Tony de Lautour Antonia Hates You 2009. Acrylic on linen. Collection of the artist.

ArtAugust 10, 2019

Enter Christchurch, Radiant City: Tony de Lautour’s paintings of the scars of home

Tony de Lautour Antonia Hates You 2009. Acrylic on linen. Collection of the artist.
Tony de Lautour Antonia Hates You 2009. Acrylic on linen. Collection of the artist.

David Eggleton considers the remarkable radiance and Canterbury swamp fog of Tony de Lautour’s paintings, in this mid-career survey at Dunedin Public Art Gallery.

Resembling a giant blackboard covered in graffiti, ‘Underworld 2’ (2006) by Tony de Lautour is spectacular. This painting is a phantasmagoria of signs and markings, intended to bring to mind Christchurch as a mood or feeling sometime early in the 21st century. Epic in scope, it might be the performance of a champion figure skater gliding and twirling with mesmeric virtuosity over a lake of fathomless black, and showing it to be a thing of terrible beauty, under drifting veils of snow, hail, ice crystals, tiny bubbles, in a dense luminous patterning.

Tony de Lautour Underworld 2 2006. Acrylic on unstretched canvas. Collection of the Christchurch Art Gallery Te Puna o Waiwhetū, purchased by the friends of Christchurch Art Gallery, 2007

So ‘Underworld 2′ is a painting of the night: it’s a nocturne populated by the monumental infill of a myriad of tiny graphic symbols, the whole shebang presented with the formal intricacy of a great tapestry. Here’s a city leading a life of its own: secret, silvery, entranced. What this artwork offers us is a dream-like depiction of Christchurch as the Radiant City, as the Big Nowhere, as yesterday’s Byzantium, all crosscurrents and cobwebs, about as substantial as swamp fog. The map is the territory and de Lautour is our guide to the labyrinth, making a fantastic inventory of its lairs, dens and castle keeps.

Over his career as an artist, Tony de Lautour has fused an encyclopedic grasp of Modernist painting’s strategies with a NZ iconography of emblems, tokens, insignia — referencing, among other things, Colin McCahon’s waterfall fetish, Don Peebles’ relief constructions, Bill Hammond’s joke-shop bogans — making borrowings, pilferings, appropriations galore, all skewed, though, to his own peculiar heraldic vision and owned in its cause.

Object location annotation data
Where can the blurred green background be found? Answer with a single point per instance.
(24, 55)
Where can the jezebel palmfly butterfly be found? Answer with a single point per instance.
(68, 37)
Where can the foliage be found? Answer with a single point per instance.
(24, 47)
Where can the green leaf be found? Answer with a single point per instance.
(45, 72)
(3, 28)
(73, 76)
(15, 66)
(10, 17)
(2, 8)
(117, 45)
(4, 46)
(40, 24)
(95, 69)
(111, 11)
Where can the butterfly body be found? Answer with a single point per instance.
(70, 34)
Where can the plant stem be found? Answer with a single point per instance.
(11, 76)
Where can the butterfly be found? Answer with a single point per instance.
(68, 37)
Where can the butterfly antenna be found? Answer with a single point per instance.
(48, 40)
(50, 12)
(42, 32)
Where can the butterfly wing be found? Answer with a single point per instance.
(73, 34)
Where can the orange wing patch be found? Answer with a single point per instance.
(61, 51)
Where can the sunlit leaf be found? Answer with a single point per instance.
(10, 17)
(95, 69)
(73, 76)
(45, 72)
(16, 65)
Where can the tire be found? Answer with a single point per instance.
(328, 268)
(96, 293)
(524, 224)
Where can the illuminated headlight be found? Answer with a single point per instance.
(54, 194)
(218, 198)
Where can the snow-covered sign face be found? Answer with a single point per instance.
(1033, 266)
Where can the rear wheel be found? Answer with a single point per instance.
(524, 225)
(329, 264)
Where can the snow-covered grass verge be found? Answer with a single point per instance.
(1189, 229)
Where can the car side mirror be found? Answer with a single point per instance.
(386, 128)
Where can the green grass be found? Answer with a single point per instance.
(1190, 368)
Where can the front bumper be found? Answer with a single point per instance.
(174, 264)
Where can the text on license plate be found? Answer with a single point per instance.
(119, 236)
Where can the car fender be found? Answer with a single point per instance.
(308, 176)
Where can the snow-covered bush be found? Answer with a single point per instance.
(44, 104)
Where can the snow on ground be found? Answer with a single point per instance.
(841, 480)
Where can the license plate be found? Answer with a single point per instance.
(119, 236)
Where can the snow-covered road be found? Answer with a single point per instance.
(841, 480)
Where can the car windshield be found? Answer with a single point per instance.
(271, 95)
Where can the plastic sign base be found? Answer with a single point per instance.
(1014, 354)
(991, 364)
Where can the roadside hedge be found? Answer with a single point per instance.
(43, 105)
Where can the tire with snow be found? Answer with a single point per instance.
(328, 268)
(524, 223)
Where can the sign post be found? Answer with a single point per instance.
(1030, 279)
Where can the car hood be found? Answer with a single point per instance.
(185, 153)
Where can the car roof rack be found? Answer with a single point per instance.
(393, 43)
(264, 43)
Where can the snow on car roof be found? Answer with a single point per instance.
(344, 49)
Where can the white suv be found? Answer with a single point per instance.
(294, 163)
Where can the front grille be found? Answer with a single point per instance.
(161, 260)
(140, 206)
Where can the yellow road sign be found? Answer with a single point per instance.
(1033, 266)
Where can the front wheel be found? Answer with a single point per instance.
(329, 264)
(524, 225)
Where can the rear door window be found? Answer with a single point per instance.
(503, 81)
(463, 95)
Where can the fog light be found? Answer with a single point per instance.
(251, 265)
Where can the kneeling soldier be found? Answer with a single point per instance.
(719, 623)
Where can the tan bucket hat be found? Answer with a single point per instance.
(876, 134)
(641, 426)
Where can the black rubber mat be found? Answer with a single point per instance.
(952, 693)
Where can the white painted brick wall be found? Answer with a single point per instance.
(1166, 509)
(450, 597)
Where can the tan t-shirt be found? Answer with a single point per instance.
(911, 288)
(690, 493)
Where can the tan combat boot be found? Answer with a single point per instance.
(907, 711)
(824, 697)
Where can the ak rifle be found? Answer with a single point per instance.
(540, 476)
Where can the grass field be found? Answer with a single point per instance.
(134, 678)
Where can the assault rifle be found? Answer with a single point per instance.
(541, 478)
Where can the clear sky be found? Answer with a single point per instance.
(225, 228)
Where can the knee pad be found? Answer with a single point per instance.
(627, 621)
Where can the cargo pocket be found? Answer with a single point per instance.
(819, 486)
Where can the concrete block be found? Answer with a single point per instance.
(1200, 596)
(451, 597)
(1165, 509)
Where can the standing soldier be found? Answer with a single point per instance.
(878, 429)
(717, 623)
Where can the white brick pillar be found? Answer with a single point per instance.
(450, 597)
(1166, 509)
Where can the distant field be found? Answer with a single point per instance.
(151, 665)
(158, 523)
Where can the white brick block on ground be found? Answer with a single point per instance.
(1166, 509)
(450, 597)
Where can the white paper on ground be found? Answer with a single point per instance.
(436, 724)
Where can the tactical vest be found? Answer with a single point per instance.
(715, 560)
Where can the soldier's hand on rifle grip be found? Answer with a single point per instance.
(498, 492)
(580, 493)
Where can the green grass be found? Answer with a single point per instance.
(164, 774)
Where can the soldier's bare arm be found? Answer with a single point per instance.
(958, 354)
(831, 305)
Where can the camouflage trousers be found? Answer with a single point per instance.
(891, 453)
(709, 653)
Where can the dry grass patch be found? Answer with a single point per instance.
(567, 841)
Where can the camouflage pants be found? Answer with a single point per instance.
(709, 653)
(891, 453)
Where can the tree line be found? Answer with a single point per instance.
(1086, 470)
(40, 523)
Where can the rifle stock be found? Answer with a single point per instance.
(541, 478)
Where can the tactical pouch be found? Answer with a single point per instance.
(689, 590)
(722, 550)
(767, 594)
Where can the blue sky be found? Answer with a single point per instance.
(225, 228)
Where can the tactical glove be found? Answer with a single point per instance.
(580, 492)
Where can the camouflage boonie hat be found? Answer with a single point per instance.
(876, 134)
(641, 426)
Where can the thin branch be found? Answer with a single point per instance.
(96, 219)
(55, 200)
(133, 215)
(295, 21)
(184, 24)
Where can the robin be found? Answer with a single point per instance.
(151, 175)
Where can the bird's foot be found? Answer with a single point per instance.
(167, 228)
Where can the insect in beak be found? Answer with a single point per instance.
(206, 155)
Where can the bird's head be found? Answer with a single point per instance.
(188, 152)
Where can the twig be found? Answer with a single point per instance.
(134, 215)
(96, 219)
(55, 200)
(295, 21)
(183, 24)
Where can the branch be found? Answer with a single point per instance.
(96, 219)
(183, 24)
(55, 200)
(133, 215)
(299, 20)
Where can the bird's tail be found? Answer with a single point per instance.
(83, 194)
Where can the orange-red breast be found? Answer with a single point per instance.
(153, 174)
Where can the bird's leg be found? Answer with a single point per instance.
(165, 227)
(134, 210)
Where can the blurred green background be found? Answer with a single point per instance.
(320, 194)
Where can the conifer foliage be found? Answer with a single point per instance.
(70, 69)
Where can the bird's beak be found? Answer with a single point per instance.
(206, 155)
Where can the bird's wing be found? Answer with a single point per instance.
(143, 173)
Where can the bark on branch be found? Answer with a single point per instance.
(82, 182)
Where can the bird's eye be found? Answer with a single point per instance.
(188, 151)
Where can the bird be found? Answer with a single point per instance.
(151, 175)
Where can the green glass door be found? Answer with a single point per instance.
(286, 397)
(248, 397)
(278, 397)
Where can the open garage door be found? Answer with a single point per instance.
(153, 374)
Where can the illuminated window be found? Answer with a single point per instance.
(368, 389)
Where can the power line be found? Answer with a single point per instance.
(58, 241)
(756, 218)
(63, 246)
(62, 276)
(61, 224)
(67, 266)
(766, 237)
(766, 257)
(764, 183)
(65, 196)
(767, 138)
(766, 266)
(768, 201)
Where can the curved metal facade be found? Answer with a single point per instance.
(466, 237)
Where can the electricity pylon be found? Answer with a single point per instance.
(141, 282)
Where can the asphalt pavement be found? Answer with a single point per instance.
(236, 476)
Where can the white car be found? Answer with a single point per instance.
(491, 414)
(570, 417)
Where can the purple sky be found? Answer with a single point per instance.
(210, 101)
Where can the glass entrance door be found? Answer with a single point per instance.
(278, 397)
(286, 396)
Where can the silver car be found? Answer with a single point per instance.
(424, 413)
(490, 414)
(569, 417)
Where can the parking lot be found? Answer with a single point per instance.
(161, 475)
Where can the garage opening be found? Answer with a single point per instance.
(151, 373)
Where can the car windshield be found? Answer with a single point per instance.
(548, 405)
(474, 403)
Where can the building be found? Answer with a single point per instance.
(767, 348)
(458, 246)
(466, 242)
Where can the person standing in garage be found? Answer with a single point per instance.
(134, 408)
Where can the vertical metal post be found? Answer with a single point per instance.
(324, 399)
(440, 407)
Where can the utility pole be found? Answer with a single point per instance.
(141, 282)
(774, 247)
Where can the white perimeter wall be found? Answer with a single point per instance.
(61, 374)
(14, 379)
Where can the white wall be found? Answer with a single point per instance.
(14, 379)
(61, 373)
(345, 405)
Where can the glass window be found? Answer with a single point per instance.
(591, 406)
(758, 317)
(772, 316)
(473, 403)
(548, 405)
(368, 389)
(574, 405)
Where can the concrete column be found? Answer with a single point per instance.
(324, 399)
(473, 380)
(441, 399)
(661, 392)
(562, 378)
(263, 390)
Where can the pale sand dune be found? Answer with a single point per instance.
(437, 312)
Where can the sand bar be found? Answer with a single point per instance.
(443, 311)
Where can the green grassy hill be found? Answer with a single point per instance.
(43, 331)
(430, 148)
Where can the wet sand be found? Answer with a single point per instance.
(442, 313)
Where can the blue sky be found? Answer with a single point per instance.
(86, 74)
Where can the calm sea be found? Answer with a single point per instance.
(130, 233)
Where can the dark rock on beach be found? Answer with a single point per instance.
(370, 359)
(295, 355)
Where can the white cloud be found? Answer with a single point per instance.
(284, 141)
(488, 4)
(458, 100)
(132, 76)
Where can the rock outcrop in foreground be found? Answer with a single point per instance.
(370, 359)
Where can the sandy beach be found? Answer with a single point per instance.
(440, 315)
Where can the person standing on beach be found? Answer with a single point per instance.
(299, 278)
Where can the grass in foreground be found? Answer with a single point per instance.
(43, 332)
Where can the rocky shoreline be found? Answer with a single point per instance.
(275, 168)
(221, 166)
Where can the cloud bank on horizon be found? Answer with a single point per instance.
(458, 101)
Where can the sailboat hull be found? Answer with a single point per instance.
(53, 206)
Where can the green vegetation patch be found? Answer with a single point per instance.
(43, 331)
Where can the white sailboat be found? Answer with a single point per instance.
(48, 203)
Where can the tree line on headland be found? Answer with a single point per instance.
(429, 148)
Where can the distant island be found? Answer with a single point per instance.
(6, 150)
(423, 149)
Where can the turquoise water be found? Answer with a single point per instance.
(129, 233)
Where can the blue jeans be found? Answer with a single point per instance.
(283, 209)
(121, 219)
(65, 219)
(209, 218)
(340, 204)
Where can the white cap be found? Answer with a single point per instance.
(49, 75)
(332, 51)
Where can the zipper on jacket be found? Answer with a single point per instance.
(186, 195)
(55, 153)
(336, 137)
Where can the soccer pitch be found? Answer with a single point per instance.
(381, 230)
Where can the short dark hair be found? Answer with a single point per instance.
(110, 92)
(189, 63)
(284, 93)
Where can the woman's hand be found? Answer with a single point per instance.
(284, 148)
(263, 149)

__TASKS AND EXERCISES__.
1. Summarize the review of Tony de Lautour's paintings in two sentences.
2. According to the review of Tony de Lautour's paintings, which institution holds 'Underworld 2' in its collection?
3. Carry the review of Tony de Lautour's paintings forward with one more paragraph that begins after its last sentence.
The entries come from a separate source.

__ANSWERS TO THE EXERCISES__.
1. David Eggleton considers Tony de Lautour's paintings in a mid-career survey at Dunedin Public Art Gallery, describing 'Underworld 2' (2006) as a spectacular nocturne that resembles a giant blackboard covered in graffiti and presents Christchurch as a dream-like Radiant City. He adds that over his career de Lautour has fused a grasp of Modernist painting's strategies with New Zealand emblems, borrowing from artists such as Colin McCahon, Don Peebles and Bill Hammond while skewing these borrowings to his own heraldic vision.

2. Christchurch Art Gallery Te Puna o Waiwhetū.

3.
Tony de Lautour Peaceable Kingdom c1999-2000. Oil on found canvas board. Collection of the artist.

For nearly three decades he has constructed and deconstructed Christchurch and environs as a psychic node, from colonial topographies and settler culture, to land ownership and globalisation, to the shape of things to come following the Grand Slam which pancaked the centre of the city on 22 February 2011, and the old architectural order vanished in a cloud of dust.

The exhibition, Us V Them is a mid-career retrospective, a travelling show put together by Peter Vangioni and the Christchurch Art Gallery Te Puna o Waiwhetū. At the Dunedin Public Gallery, it has been shoehorned into a motley assortment of spaces in a non-chronological hang, and so inevitably is a bit higgledy-piggledy and disjointed in trying to create a legible narrative arc for this artist’s somewhat protean and prolific output. Indeed, it’s not so much a sweeping overview as itself a kind of picky revisionist reading, placing paintings and sculptural objects in several clusters, while being heavily weighted towards recent abstract paintings. But these suites of works with their harmonies of shapes and colours also remain freighted with personal associations and domestic allusions — like a flatpack Christchurch unloaded from a shipping container and sponsored by Ikea.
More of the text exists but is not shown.